(Saved entries)
[START]
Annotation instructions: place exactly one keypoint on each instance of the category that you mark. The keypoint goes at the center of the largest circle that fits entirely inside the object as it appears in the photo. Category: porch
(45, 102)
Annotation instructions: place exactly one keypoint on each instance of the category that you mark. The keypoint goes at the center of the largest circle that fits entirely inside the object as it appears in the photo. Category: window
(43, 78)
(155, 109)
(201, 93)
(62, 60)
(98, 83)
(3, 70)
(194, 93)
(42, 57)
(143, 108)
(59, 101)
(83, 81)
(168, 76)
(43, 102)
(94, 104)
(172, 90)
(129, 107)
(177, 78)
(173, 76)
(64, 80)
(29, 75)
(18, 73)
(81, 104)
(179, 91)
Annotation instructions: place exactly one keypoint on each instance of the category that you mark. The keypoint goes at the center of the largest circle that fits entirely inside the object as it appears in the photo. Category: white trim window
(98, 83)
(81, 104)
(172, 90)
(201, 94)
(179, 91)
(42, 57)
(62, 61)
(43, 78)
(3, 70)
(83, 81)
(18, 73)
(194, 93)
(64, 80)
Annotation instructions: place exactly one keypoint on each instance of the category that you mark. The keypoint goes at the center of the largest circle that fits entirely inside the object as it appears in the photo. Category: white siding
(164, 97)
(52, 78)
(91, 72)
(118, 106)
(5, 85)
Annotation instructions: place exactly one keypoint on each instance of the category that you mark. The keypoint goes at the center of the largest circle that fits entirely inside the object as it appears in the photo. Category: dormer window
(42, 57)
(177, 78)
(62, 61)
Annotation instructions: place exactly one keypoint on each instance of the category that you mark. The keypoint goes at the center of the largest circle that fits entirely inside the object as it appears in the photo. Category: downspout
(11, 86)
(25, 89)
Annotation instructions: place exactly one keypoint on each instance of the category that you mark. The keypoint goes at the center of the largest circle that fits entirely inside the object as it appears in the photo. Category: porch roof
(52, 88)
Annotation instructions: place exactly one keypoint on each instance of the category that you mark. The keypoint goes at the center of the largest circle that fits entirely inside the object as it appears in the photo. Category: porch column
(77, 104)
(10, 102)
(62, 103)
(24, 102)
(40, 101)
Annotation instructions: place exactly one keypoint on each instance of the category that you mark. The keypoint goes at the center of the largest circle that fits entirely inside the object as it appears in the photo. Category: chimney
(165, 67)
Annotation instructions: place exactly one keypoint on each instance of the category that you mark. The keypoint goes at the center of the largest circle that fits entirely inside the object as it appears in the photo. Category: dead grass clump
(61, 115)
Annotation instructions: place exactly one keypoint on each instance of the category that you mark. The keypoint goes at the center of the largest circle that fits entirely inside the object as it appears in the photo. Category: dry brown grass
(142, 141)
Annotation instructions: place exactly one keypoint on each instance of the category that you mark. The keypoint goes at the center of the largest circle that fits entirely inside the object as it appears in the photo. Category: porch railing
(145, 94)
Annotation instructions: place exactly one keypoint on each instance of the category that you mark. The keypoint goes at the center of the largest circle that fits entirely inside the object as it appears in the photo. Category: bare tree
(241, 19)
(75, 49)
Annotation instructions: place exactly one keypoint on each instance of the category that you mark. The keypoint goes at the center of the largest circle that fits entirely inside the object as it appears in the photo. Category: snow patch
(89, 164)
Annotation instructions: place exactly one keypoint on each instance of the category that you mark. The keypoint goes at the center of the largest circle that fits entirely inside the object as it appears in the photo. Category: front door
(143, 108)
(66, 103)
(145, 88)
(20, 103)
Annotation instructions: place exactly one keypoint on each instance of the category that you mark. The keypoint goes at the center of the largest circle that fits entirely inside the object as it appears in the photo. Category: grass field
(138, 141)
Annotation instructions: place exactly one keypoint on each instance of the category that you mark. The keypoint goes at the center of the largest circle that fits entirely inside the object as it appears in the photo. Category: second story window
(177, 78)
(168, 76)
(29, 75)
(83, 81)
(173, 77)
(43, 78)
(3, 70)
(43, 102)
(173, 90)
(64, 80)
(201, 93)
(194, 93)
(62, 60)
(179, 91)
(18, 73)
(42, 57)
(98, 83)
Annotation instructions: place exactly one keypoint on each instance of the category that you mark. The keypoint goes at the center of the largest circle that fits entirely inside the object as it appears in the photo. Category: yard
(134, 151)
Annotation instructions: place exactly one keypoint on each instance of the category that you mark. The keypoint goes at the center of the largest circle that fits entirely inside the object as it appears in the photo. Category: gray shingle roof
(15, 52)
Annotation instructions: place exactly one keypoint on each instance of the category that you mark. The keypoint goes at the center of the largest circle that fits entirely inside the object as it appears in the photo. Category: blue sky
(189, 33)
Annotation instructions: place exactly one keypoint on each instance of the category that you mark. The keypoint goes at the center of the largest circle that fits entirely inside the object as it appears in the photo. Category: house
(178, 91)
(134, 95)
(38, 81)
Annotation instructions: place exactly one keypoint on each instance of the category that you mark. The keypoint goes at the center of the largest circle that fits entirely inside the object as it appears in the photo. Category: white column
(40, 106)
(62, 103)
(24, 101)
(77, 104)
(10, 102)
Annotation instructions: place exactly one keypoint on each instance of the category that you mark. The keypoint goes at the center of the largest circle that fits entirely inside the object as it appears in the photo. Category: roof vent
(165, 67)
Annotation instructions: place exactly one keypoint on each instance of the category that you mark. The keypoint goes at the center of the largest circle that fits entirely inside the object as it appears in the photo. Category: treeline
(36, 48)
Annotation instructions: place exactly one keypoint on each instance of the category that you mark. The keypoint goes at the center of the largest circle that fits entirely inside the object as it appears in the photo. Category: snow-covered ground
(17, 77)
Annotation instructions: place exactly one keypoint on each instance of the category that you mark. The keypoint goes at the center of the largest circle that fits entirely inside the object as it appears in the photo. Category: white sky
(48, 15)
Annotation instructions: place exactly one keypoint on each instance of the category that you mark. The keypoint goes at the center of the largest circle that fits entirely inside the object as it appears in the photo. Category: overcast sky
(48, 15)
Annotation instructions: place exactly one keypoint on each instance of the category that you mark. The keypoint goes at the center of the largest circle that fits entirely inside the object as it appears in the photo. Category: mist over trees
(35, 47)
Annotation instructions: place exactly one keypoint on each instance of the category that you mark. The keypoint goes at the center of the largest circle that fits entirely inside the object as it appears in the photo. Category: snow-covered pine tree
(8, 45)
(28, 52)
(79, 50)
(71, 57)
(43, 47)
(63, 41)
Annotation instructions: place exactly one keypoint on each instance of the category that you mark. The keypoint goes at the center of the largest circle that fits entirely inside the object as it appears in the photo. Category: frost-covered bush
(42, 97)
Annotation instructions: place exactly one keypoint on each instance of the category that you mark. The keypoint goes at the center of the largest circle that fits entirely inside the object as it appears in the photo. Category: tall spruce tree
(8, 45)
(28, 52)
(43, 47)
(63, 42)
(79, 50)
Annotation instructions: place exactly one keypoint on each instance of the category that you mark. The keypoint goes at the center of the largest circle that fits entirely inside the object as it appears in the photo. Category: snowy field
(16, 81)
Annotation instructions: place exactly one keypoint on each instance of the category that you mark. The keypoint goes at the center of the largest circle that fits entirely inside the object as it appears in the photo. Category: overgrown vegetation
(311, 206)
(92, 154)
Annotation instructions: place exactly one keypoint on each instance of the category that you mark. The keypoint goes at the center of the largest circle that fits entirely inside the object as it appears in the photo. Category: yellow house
[END]
* _Exercise task_
Can you format every line of the rows above as a JSON list of strings, one string per line, with blank lines left out?

* _Finished task_
[
  "Annotation instructions: place exactly one keypoint on each instance of the category that you mark. The keypoint goes at the center of the largest circle that fits entirely inside the object as it appears in the photo. Category: porch",
  "(45, 102)",
  "Annotation instructions: place exactly one keypoint on each instance of the category that you mark. The keypoint goes at the center of the largest circle that fits entirely inside the object as it appears in the photo. Category: window",
  "(43, 78)",
  "(155, 109)",
  "(201, 93)",
  "(62, 60)",
  "(98, 83)",
  "(3, 70)",
  "(194, 93)",
  "(42, 57)",
  "(143, 108)",
  "(59, 101)",
  "(83, 81)",
  "(168, 76)",
  "(43, 102)",
  "(94, 104)",
  "(172, 90)",
  "(129, 107)",
  "(177, 78)",
  "(173, 76)",
  "(64, 80)",
  "(29, 75)",
  "(18, 73)",
  "(81, 104)",
  "(179, 91)",
  "Annotation instructions: place exactly one keypoint on each instance of the category that you mark. The keypoint goes at the center of the largest circle that fits entirely inside the object as it appears in the photo. Category: white trim window",
  "(98, 83)",
  "(81, 104)",
  "(172, 90)",
  "(201, 94)",
  "(179, 91)",
  "(42, 57)",
  "(62, 61)",
  "(43, 78)",
  "(3, 70)",
  "(83, 81)",
  "(18, 73)",
  "(194, 93)",
  "(64, 80)",
  "Annotation instructions: place exactly one keypoint on each instance of the category that you mark. The keypoint goes at the center of the largest circle that fits entirely inside the object as it appears in the photo. Category: white siding",
  "(164, 97)",
  "(52, 78)",
  "(91, 72)",
  "(118, 106)",
  "(5, 85)",
  "Annotation instructions: place exactly one keypoint on each instance of the category that you mark. The keypoint goes at the center of the largest circle that fits entirely inside the object as it appears in the photo. Category: dormer window",
  "(42, 57)",
  "(177, 78)",
  "(62, 61)",
  "Annotation instructions: place exactly one keypoint on each instance of the category that you mark. The keypoint goes at the center of the largest circle that fits entirely inside the object as it appears in the photo. Category: downspout",
  "(11, 86)",
  "(25, 89)",
  "Annotation instructions: place exactly one keypoint on each instance of the category that you mark. The keypoint goes at the center of the largest circle that fits entirely inside the object as it appears in the photo. Category: porch roof",
  "(52, 88)",
  "Annotation instructions: place exactly one keypoint on each instance of the category that you mark. The keypoint goes at the center of the largest circle that fits entirely inside the object as it appears in the photo. Category: porch column",
  "(77, 104)",
  "(10, 102)",
  "(62, 103)",
  "(24, 102)",
  "(40, 101)",
  "Annotation instructions: place exactly one keypoint on each instance of the category that you mark. The keypoint goes at the center of the largest circle that fits entirely inside the object as it appears in the photo. Category: chimney",
  "(165, 67)",
  "Annotation instructions: place exactly one keypoint on each instance of the category that you mark. The keypoint goes at the center of the largest circle that fits entirely inside the object as it appears in the photo. Category: dead grass clump",
  "(61, 115)",
  "Annotation instructions: place exactly one keypoint on each instance of the category that you mark. The keypoint goes at the center of the largest circle that fits entirely inside the object as it appears in the photo. Category: dry brown grass",
  "(142, 141)",
  "Annotation instructions: place exactly one keypoint on each instance of the category that you mark. The keypoint goes at the center of the largest circle that fits entirely inside the object as it appears in the photo. Category: porch railing",
  "(145, 94)",
  "Annotation instructions: place exactly one keypoint on each instance of the category that you mark. The keypoint goes at the center of the largest circle that fits entirely inside the object as it appears in the photo. Category: bare tree",
  "(241, 19)",
  "(75, 49)",
  "Annotation instructions: place exactly one keypoint on each instance of the category that you mark. The keypoint goes at the center of the largest circle that fits entirely inside the object as it appears in the photo. Category: snow patch",
  "(89, 164)",
  "Annotation instructions: place exactly one keypoint on each instance of the category that you mark. The keypoint goes at the center of the largest circle that fits entirely inside the object as it appears in the photo. Category: front door",
  "(143, 108)",
  "(66, 103)",
  "(145, 88)",
  "(20, 103)",
  "Annotation instructions: place exactly one keypoint on each instance of the category that you mark. The keypoint goes at the center of the largest circle that fits entirely inside the object as it appears in the photo. Category: grass field",
  "(138, 141)",
  "Annotation instructions: place exactly one keypoint on each instance of the category that you mark. The keypoint goes at the center of the largest circle that fits entirely inside the object as it appears in the photo. Category: second story window",
  "(177, 78)",
  "(168, 76)",
  "(29, 75)",
  "(83, 81)",
  "(173, 77)",
  "(43, 78)",
  "(3, 70)",
  "(43, 102)",
  "(173, 90)",
  "(64, 80)",
  "(201, 93)",
  "(194, 93)",
  "(62, 60)",
  "(179, 91)",
  "(18, 73)",
  "(42, 57)",
  "(98, 83)",
  "Annotation instructions: place exactly one keypoint on each instance of the category that you mark. The keypoint goes at the center of the largest circle that fits entirely inside the object as it appears in the photo. Category: yard",
  "(134, 151)",
  "Annotation instructions: place exactly one keypoint on each instance of the category that you mark. The keypoint goes at the center of the largest circle that fits entirely inside the object as it appears in the photo. Category: gray shingle roof",
  "(15, 52)",
  "Annotation instructions: place exactly one keypoint on each instance of the category that you mark. The keypoint goes at the center of the largest circle that fits entirely inside the object as it appears in the photo. Category: blue sky",
  "(189, 33)",
  "Annotation instructions: place exactly one keypoint on each instance of the category that you mark. The keypoint goes at the center of the largest circle that fits entirely inside the object as it appears in the photo. Category: house",
  "(178, 91)",
  "(134, 95)",
  "(38, 81)",
  "Annotation instructions: place exactly one keypoint on each instance of the category that you mark. The keypoint goes at the center of the largest circle that fits entirely inside the object as it appears in the photo. Category: white column",
  "(40, 106)",
  "(62, 103)",
  "(24, 101)",
  "(77, 104)",
  "(10, 102)",
  "Annotation instructions: place exactly one keypoint on each instance of the category that you mark. The keypoint goes at the center of the largest circle that fits entirely inside the object as it appears in the photo. Category: roof vent",
  "(165, 67)",
  "Annotation instructions: place exactly one keypoint on each instance of the category that you mark. The keypoint goes at the center of the largest circle that fits entirely inside the object as it appears in the photo. Category: treeline",
  "(36, 48)",
  "Annotation instructions: place exactly one keypoint on each instance of the category that you mark. The keypoint goes at the center of the largest circle that fits entirely inside the object as it appears in the photo. Category: snow-covered ground",
  "(17, 77)",
  "Annotation instructions: place exactly one keypoint on each instance of the category that you mark. The keypoint goes at the center of the largest circle that fits entirely inside the object as it appears in the photo. Category: white sky",
  "(48, 15)",
  "Annotation instructions: place exactly one keypoint on each instance of the category that you mark. The keypoint goes at the center of the largest circle that fits entirely inside the object as it appears in the photo. Category: overcast sky",
  "(48, 15)",
  "Annotation instructions: place exactly one keypoint on each instance of the category that you mark. The keypoint goes at the center of the largest circle that fits entirely inside the object as it appears in the photo. Category: mist over trees",
  "(35, 47)",
  "Annotation instructions: place exactly one keypoint on each instance of the category that you mark. The keypoint goes at the center of the largest circle that fits entirely inside the object as it appears in the photo. Category: snow-covered pine tree",
  "(8, 45)",
  "(28, 52)",
  "(79, 50)",
  "(71, 57)",
  "(43, 47)",
  "(63, 41)",
  "Annotation instructions: place exactly one keypoint on each instance of the category that you mark. The keypoint goes at the center of the largest circle that fits entirely inside the object as it appears in the photo. Category: frost-covered bush",
  "(42, 97)",
  "Annotation instructions: place exactly one keypoint on each instance of the category that you mark. The keypoint goes at the center of the largest circle that fits entirely inside the object as it appears in the photo. Category: tall spruce tree",
  "(8, 45)",
  "(28, 52)",
  "(43, 47)",
  "(63, 42)",
  "(79, 50)",
  "Annotation instructions: place exactly one keypoint on each instance of the category that you mark. The keypoint goes at the center of the largest circle that fits entirely inside the object as it appears in the photo. Category: snowy field",
  "(16, 81)",
  "Annotation instructions: place exactly one keypoint on each instance of the category that you mark. The keypoint goes at the center of the largest circle that fits entirely inside the object as it appears in the photo. Category: overgrown vegetation",
  "(311, 206)",
  "(92, 154)",
  "Annotation instructions: place exactly one keypoint on each instance of the category that you mark. The keypoint goes at the center of the largest circle that fits entirely inside the object as it appears in the photo. Category: yellow house"
]